** START OF SUPPLIED DATA **
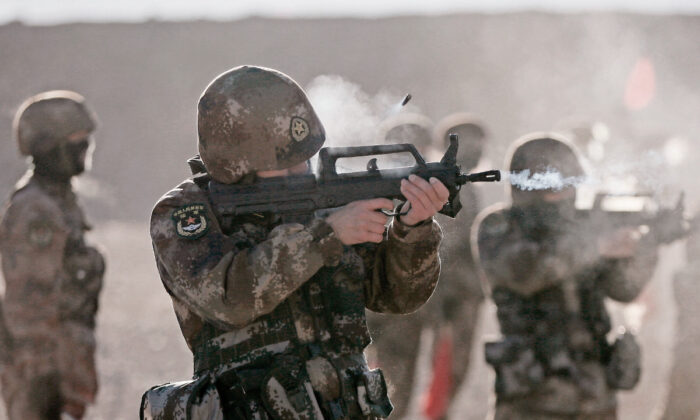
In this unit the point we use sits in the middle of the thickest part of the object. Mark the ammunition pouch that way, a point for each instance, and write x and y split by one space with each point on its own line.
287 393
372 396
186 400
517 369
624 369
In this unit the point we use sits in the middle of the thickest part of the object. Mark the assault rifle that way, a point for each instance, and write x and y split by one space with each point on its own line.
665 224
296 196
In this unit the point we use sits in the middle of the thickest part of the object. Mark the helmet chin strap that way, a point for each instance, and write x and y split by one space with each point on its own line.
62 162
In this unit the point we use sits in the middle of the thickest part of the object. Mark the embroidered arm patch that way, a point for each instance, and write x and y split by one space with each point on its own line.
40 233
191 221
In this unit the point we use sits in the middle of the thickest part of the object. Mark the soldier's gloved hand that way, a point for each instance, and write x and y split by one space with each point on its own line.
360 222
619 244
425 198
86 263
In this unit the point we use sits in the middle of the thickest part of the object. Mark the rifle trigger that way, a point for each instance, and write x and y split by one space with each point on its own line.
372 165
396 213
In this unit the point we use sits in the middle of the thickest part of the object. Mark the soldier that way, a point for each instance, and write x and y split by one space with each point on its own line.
549 273
52 277
274 312
685 378
451 314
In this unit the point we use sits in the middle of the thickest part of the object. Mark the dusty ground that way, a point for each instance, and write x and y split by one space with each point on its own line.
521 72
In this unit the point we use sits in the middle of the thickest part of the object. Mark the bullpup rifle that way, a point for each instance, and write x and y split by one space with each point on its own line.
666 224
294 197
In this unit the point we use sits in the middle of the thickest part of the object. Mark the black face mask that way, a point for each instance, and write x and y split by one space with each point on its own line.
63 161
543 219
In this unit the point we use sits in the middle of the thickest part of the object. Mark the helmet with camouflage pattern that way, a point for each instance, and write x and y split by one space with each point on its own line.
542 153
407 127
48 119
255 119
471 137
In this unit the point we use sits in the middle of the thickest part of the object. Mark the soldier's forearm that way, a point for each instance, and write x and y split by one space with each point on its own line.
406 269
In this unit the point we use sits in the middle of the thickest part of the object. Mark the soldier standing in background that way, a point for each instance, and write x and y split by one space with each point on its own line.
395 338
549 274
451 314
52 277
274 312
682 402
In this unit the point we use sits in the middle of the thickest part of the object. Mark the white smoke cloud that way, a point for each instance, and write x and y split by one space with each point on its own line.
352 117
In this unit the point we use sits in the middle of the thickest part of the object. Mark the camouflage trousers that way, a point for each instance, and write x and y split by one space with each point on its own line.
38 386
514 411
31 392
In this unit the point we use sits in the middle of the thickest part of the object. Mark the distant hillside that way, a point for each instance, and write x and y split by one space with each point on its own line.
521 72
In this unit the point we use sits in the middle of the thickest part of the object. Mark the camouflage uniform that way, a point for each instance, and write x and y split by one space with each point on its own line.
685 378
274 312
549 286
53 280
452 311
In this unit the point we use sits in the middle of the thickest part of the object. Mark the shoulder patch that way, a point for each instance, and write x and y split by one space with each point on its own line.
40 233
191 221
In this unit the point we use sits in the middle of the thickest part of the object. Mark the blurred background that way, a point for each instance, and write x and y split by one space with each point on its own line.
520 65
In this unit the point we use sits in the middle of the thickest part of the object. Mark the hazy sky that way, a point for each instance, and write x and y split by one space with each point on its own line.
52 11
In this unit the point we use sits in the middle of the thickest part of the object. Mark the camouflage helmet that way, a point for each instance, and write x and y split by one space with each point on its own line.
589 135
255 119
541 153
45 120
472 136
407 127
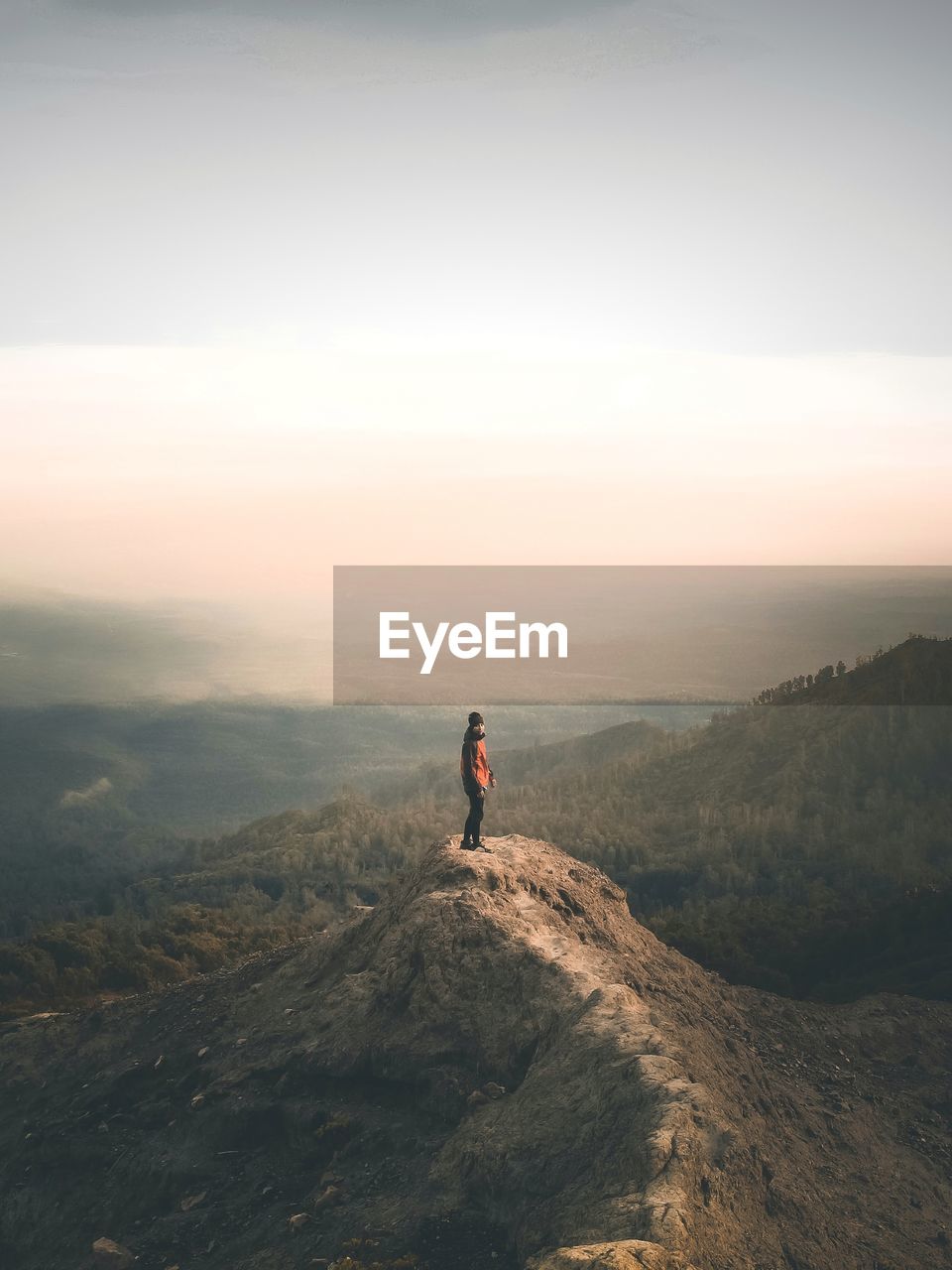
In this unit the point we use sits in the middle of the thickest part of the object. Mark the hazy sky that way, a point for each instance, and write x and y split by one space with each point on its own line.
296 284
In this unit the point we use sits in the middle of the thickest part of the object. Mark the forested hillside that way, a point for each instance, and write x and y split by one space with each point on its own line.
806 848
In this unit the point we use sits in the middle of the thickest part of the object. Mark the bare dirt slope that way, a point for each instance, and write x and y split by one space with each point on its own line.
495 1067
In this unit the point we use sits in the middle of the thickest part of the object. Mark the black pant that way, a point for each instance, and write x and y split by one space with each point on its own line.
471 829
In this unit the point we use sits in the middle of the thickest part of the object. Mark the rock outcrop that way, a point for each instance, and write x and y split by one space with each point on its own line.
497 1066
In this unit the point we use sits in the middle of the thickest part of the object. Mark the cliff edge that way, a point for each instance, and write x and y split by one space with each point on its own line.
494 1067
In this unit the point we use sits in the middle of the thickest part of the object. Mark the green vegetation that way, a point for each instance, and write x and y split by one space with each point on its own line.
801 842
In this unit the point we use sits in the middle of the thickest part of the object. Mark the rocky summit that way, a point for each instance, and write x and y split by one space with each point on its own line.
495 1067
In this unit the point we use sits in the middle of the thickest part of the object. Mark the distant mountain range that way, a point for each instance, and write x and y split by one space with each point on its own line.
798 843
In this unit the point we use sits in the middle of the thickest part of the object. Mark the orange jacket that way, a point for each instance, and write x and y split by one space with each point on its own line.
474 765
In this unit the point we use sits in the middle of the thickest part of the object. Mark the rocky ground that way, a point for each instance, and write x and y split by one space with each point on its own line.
494 1067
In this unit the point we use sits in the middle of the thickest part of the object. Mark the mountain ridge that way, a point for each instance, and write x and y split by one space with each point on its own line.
497 1065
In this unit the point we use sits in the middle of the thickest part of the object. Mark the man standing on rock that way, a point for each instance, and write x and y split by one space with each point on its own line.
476 775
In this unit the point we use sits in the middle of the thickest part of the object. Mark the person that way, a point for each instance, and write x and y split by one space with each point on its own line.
476 775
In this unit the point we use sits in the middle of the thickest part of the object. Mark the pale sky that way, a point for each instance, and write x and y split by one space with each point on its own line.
287 285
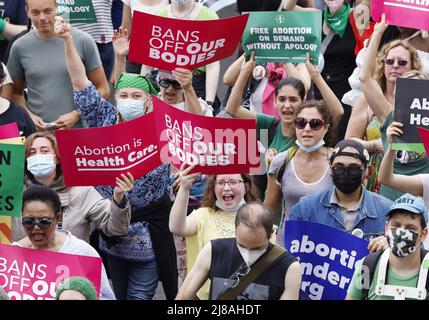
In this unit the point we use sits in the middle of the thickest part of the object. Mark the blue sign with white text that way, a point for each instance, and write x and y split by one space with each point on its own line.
327 256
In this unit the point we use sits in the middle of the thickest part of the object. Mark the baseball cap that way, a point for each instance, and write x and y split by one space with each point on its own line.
362 154
410 203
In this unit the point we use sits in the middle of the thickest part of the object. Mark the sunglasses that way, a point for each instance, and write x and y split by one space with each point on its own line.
315 124
401 62
165 83
42 223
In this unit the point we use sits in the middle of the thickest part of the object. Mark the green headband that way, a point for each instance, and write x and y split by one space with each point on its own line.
132 80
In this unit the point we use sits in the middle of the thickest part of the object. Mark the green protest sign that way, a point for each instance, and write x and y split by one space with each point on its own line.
76 11
283 36
11 179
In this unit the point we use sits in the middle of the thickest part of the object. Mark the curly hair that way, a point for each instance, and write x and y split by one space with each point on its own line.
209 199
382 54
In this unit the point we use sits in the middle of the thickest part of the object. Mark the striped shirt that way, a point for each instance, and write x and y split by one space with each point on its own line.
102 31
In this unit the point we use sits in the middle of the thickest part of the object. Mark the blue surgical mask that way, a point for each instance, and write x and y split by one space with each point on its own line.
220 206
130 108
316 147
41 165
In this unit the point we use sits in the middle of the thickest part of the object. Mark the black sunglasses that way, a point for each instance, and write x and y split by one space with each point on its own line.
165 83
401 62
42 223
315 124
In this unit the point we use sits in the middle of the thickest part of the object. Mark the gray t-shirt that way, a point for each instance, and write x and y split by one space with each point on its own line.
293 188
41 64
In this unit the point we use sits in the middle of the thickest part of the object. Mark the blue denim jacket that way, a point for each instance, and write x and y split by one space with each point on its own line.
317 208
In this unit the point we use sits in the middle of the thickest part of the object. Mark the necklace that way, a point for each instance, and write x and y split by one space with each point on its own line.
184 16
** END OF SUPPLIED DATA **
WHAT IS REQUIRED: Copy out the listing exactly as it stands, but not the pictures.

FINAL RESULT:
In this unit the point we use sits in the middle of the thickest part of the object. Mark the ammunition pouch that way, a point for each instance, and write x and y split by one space with each point on its own line.
287 393
372 396
186 400
517 369
624 369
In this unit the point we use sits in the middle of the thickest part of the object. Mark the assault rifle that way, a point for each instance, and write x and y split by one space with each point on its own line.
665 224
296 196
In this unit the point we use sits in the middle of the thickest part of the object. Mark the helmet chin strap that way, a point for each instance, and write x and y split by one space with each point on its own line.
62 162
In this unit the point we use sits in the middle of the thickest part of the object. Mark the embroidered arm patch that way, a point for each instance, and write x and y split by one space with each point on its own line.
40 233
191 221
In this unit the point we use sits in the middle of the thickest part of the object. Mark the soldier's gloved hand that way, a point for each instance, and write x and y split by one space with each point on its own line.
360 222
619 244
425 198
86 263
In this unit the point we use sits in the middle of the thickest part of the object. Mark the rifle trigger that way, a point for each instance, and write x and y split by one space with each point on its own line.
372 165
396 213
In this unit the point we use sits in the middle of the thickest part of the object. Mark the soldier that way, a point for each instance, and write x and y split by one space with each point on its own line.
549 273
52 277
274 312
685 378
451 314
In this unit the point we use sits in the middle of the thickest part of the object. Mark the dusty ground that way, a point for each instance, and write x and y split by one space with each point on its own line.
521 72
In this unit the point we use sits in the middle of the thickest part of the object. Mark the bullpup rifle that way, a point for each instance, and write x and y split by one space with each point on its own line.
666 224
294 197
In this unit the point we use sits in the middle of the thickest part of the object. Mark the black face mask that way, a point for each instance, and write x and y split by one space with each point on its own line.
63 161
543 219
In this unit the point we use sits in the middle of the thickest part of the object. Mark the helmet with camouflage pattern that way, a point for each instance, and write x and y split by one space with each point on its own line.
542 153
407 127
48 119
255 119
471 137
In this unit the point we use sits in the middle of the thickest part of the object. Mark the soldier's forearm that way, a point for each instance, and write x and y split by one space with each point on its own line.
406 269
In this unit the point we use sits in the middle of the thickest part of the object. Mark the soldier standing in background that way, a point for each instance, and write x and y split by one space with each point on its own line.
395 338
549 274
451 314
52 277
274 312
682 402
In this unit the point we use sits in the middle of the thickest part of the object. Mark the white smoke cloud that way, a point for each instance, and write x and y split by one space with each point on its own line.
352 117
In this unit the point we use sits in the middle of the thickest part of the object. Mark the camouflage trousers that way, a point for each instance, and write x and y split by one space with each point on its own line.
38 386
514 411
31 392
In this unit the point we use sits in the middle of the thickest part of the object. Mark the distant hillside that way, a point for each instance, and write x and y split by one space with each point on its own line.
521 72
In this unit the point we use sits in the middle of the thickest part of the object. Mark the camouflage uniform that way, a point for each instance, and write x and y split by one space with each point on its own line.
685 378
274 312
549 286
53 280
452 311
In this unit the point we use sits in the middle of the thickest part of the object. Mark the shoulder patch that way, a point for each instance, and write x and y split by one space with each point on its own line.
40 233
191 221
In this unit the point we use sits in the middle of the thickest part of the object. Mark the blurred background that way, a point for each instance, and write x and y split by one space with each point on its own line.
520 65
In this unit the point we use sits in the middle of the thickest part of the object. Mark the hazy sky that way, a point for each instance, and write x and y split by one space with each point on its own line.
52 11
In this unit the point we use sits in the middle of the thickest part of the object. Mark the camouflage helmet that way, a point for each instance, and write x and y split by one space with each point on its own line.
589 135
255 119
541 153
45 120
472 136
407 127
In this unit the point we use sits in the middle of the thickest part of the object. Mark the hazy sky that way, a point for each instance, and write x and y split by one space with each point on its own line.
296 284
In this unit the point we use sits in the middle of the thickest part of the object. Mark the forested hillside that way, a point for each instance, and write x and y split by one space with each point on its own line.
806 848
In this unit the point we use sits in the middle of the thickest part of the object. Mark the bare dirt slope that way, a point for each instance, and write x and y split by one space with each point on its own line.
495 1067
In this unit the point we use sits in the middle of the thickest part of the object. Mark the black pant that way, a point for each instance, and write x and y split by one space with each point on its own line.
471 829
In this unit the point we use sits in the middle of the thickest part of the object. Mark the rock outcrop that way, a point for each instance, and write x and y split by one space with each point on its own line.
497 1066
In this unit the point we use sits in the middle of the thickest part of the object. Mark the cliff edge that way, a point for each instance, and write x and y split by one space with each point on its own line.
494 1067
In this unit the point we use sits in the middle of the thickest part of the object. Mark the green vegetation that way, a point for each instance, and write x and y split by one space with each point on its own line.
801 842
In this unit the point we use sits in the middle of the thickest part of the object. Mark the rocky summit that way, a point for each instance, and write x and y split by one space with each point on its own line.
495 1067
In this unit the point we use sits in the middle of the thickest part of the object. Mark the distant mountain range that way, a point for each instance, and write x and y split by one space with each point on its own line.
798 843
In this unit the point we use sits in the middle of the thickest part of the object. Mark the orange jacket that way, a point for each instance, and write x and y split by one space with each point on its own line.
474 765
In this unit the point we use sits in the middle of the thickest part of the object. Mark the rocky ground that way, a point for each instance, and write x and y split by one space with each point on its own line.
494 1067
In this unit the point we use sits in the middle of the thickest part of the object. Mark the mountain ridge that way, a point for each instance, and write x and y split by one space with each point on its own line.
497 1065
In this unit the point we use sits in the middle of the thickest part of the object. Mark the man standing on rock that way, a point for each instance, and write x and y split by one space with each point on its own line.
476 775
In this unit the point we use sits in the middle of the thickest part of the object. Mark the person that way, a point for each instance, and write x and y split by one space with each point on its own line.
476 775
In this unit the point we use sits in the middle of the thickest part of the object. Mark the pale sky that way, a point for each instance, and write x and y split by one space with each point on its own line.
287 285
In this unit the point we use sits in the middle of the thickest part of the object. Mark the blue sign with white text that way, a point for each instance, and write x and y split by one space with each point on its own line.
327 256
In this unit the point we use sits in the middle of the thickest part of the object. Mark the baseball cap that way, a point for each instance, and write x and y split by one space with each point on its own line.
362 154
410 203
In this unit the point we use sits in the middle of the thickest part of the object. Mark the sunglasses that way, a point for each instance, and write x and y split by one space with each point on its own line.
315 124
401 62
165 83
42 223
In this unit the point we use sits in the middle of the thickest part of the object. Mark the green headband that way, a point for each instance, and write x and y split by one space with each point on its own line.
132 80
In this unit the point we use sits in the middle of the thickest part of the object. Mark the green protest sign that way, a point for each instance, and write x and y split by one space with each point on its own line.
76 11
283 36
11 179
In this unit the point we use sits in the middle of the thickest part of the object. Mark the curly hair that way, a point for each instance, and write x and y split by one space with each point on its own line.
209 199
382 54
In this unit the point we use sits in the middle of the thickest part of the object. Mark the striped shirt that way, a point for each instance, and write x and y split by one space with each point on its own line.
102 31
In this unit the point we use sits in the middle of the thickest part of the object. Mark the blue surgical mask that way, a point for each instance, and write x and y split by one space with each point on its own line.
220 206
130 108
316 147
41 165
In this unit the point we use sits in the middle of the thickest part of the object. Mark the black sunglasses that way, a point for each instance, and write x and y split by one space with each point on its own line.
165 83
401 62
42 223
315 124
In this unit the point we use sits in the middle of the thickest part of the object. Mark the gray t-shirt that way, a point for each instance, and write x and y split by one space with each point on its own line.
293 188
41 64
In this unit the point we use sits in the middle of the thickest part of the object. Mark the blue denim jacket that way, a point for each instance, and write x and y split by one space with each point on its own line.
317 208
In this unit the point we use sits in the middle of the thickest part of the object. Mark the necklace that way, a point for each instance, and write x and y split by one space with each point on its own line.
184 16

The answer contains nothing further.